Gather all lines in the records below that include the word "leaf".

• • • • • • •

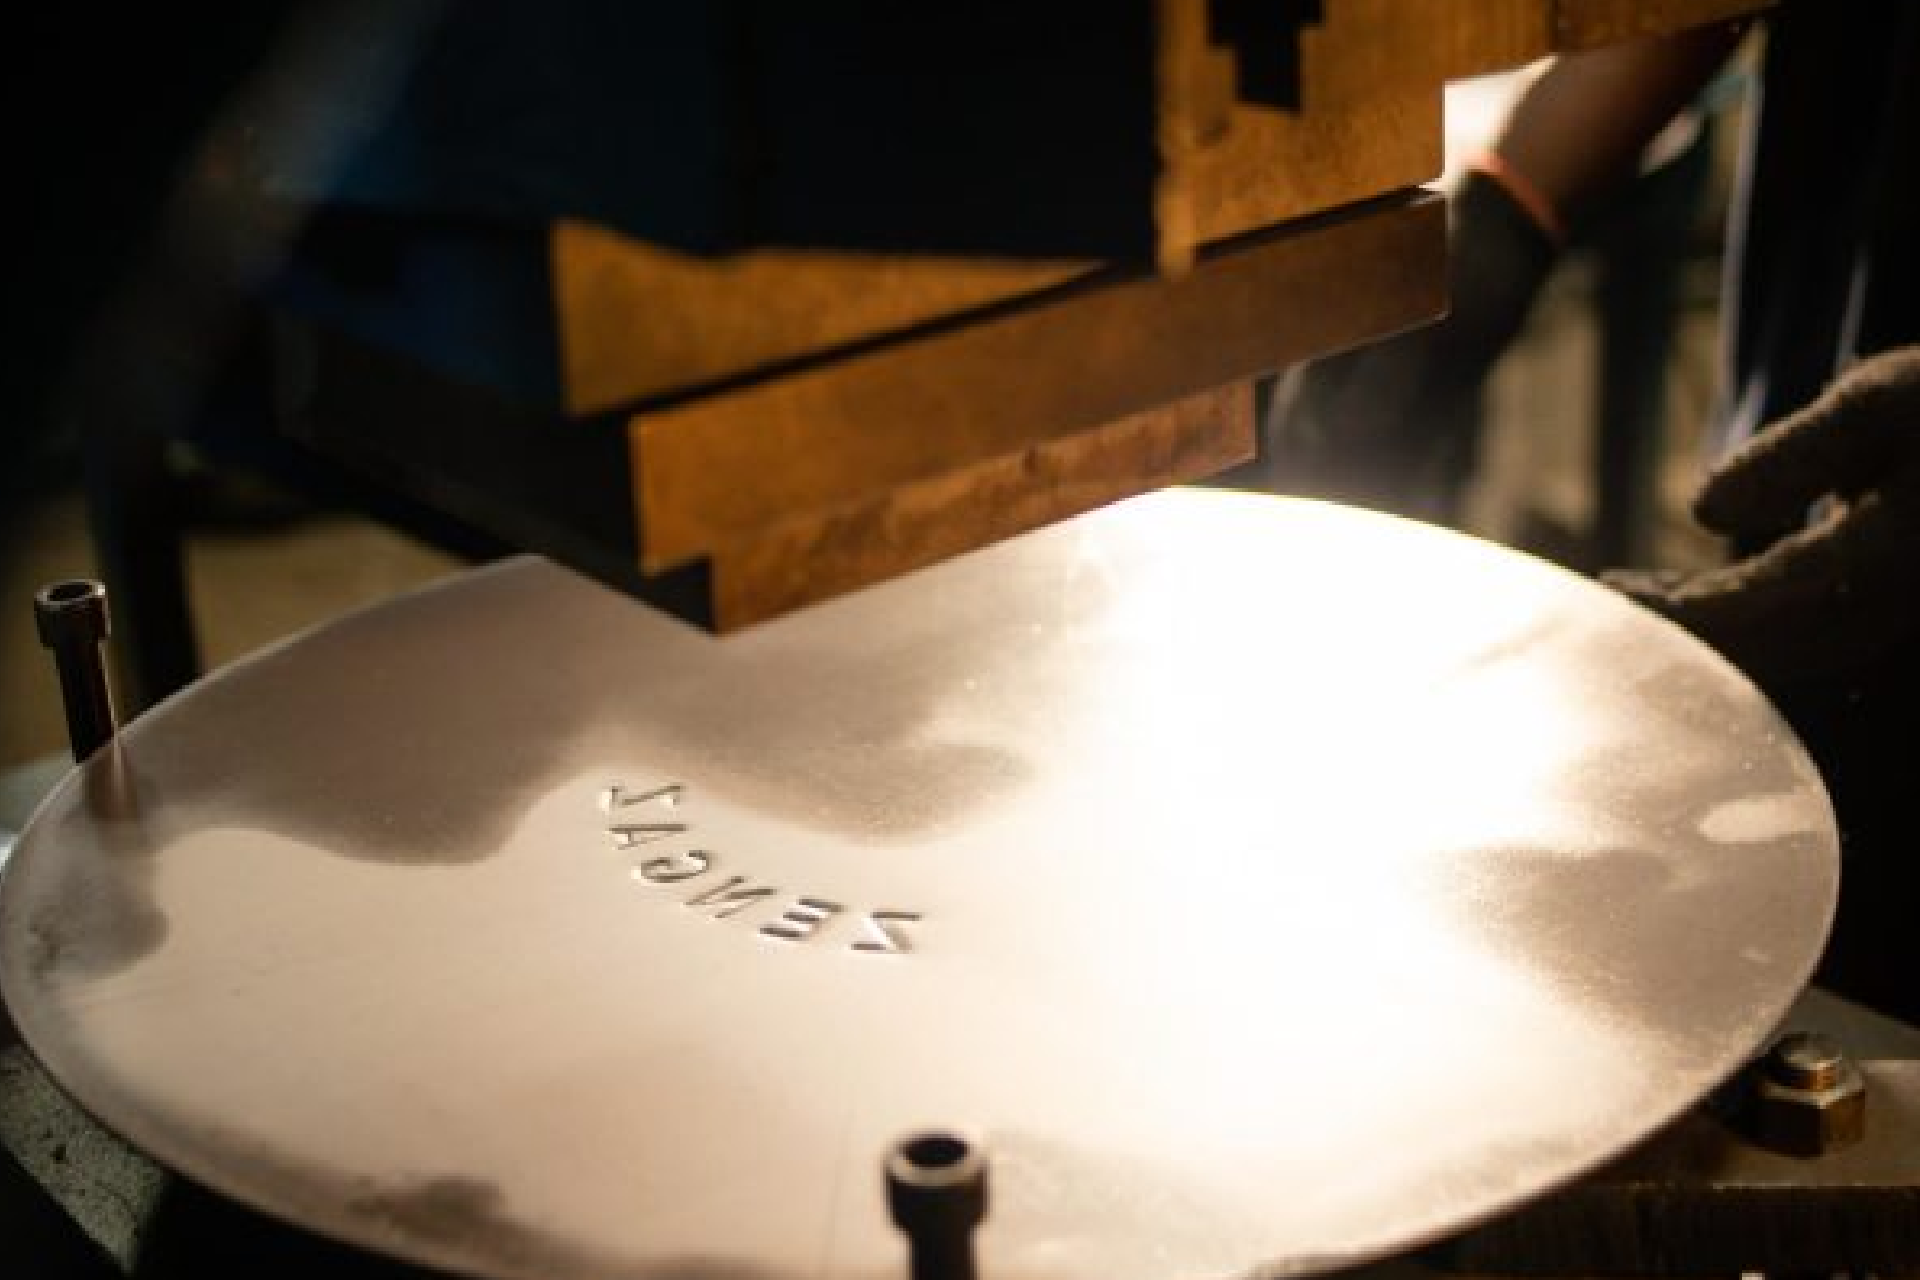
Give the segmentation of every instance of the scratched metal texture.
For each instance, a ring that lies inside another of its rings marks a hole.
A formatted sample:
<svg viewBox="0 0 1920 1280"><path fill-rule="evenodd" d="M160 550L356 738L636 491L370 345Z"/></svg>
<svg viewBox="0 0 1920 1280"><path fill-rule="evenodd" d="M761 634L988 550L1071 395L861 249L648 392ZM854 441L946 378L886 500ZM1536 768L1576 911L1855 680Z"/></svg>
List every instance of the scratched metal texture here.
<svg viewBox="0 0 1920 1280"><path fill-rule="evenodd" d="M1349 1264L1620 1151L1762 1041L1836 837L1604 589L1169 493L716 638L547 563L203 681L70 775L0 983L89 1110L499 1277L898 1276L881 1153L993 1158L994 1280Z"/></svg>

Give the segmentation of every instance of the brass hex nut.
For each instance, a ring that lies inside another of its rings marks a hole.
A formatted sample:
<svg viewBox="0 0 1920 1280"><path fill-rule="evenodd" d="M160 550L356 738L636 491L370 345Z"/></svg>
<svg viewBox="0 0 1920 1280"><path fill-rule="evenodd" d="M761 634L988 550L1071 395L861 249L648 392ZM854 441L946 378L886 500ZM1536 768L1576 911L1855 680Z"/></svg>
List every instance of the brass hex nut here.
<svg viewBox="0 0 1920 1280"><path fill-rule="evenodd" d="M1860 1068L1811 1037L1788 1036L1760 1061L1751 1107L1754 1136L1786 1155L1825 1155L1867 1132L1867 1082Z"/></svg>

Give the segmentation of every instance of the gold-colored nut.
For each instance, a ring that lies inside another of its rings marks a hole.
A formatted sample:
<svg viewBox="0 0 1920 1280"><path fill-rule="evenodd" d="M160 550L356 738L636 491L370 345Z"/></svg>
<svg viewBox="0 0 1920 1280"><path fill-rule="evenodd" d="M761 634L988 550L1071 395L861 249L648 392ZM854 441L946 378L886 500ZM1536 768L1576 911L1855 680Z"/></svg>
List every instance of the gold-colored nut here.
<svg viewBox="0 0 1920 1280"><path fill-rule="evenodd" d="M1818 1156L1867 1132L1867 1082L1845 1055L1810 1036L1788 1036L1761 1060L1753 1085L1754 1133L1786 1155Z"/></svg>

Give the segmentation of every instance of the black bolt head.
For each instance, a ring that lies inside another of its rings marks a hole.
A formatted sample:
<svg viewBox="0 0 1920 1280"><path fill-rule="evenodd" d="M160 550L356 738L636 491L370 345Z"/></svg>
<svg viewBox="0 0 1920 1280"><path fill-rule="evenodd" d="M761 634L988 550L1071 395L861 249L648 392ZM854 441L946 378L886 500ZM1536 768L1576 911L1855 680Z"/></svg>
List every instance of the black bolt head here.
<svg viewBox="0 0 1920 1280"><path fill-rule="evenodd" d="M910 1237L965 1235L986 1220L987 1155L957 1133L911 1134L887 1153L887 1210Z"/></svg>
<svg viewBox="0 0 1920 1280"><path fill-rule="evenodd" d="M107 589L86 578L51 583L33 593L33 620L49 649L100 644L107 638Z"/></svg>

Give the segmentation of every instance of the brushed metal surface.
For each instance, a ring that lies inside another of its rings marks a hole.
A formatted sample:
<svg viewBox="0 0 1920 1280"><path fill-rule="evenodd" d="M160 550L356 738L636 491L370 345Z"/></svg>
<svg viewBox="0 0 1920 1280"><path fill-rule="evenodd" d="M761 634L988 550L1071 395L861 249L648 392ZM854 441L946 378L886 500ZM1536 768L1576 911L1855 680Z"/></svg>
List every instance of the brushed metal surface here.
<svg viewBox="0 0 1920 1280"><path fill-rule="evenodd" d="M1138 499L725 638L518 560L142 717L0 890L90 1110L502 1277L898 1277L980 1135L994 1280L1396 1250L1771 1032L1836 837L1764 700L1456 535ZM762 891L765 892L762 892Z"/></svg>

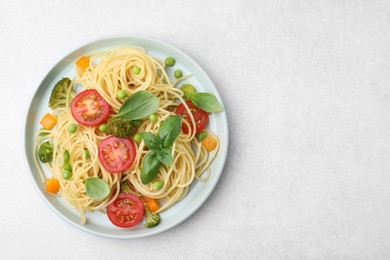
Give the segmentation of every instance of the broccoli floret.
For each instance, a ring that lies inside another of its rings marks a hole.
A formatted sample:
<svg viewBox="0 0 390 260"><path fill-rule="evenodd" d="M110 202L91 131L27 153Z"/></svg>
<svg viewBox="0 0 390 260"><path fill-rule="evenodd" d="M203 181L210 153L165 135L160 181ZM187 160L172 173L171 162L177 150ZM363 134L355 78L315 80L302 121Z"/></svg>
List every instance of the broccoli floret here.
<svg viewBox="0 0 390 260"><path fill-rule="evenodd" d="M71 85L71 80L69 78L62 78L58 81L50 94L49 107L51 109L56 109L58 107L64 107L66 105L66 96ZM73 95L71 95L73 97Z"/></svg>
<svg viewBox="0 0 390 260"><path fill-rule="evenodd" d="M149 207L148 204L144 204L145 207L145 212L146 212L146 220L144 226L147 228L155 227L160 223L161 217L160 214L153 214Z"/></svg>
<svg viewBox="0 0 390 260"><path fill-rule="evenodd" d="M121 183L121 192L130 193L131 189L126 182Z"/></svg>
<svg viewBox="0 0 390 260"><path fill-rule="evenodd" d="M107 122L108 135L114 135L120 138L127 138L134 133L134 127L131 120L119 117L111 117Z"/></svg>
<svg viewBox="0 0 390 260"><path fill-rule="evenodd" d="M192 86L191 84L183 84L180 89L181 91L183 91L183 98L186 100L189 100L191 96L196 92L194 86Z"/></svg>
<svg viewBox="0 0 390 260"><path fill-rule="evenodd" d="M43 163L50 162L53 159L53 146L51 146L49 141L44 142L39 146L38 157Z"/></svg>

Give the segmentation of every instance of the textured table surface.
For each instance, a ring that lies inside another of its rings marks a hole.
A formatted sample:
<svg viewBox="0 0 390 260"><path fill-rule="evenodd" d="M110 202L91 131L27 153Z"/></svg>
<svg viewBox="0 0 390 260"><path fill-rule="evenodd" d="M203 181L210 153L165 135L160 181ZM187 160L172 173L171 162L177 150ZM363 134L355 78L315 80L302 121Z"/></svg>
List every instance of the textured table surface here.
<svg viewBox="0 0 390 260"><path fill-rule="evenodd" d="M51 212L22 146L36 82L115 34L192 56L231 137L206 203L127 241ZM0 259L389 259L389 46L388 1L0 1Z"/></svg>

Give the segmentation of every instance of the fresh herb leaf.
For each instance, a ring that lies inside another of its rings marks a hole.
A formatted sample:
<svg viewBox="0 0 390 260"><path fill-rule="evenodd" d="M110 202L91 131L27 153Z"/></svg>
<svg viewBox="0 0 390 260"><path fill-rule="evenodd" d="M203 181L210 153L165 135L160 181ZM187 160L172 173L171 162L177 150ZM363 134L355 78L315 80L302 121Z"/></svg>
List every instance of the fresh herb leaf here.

• • • • • • •

▶ Result
Give the segmentation of every instance of the fresh herb leaf.
List every instance of the fresh herb leaf here.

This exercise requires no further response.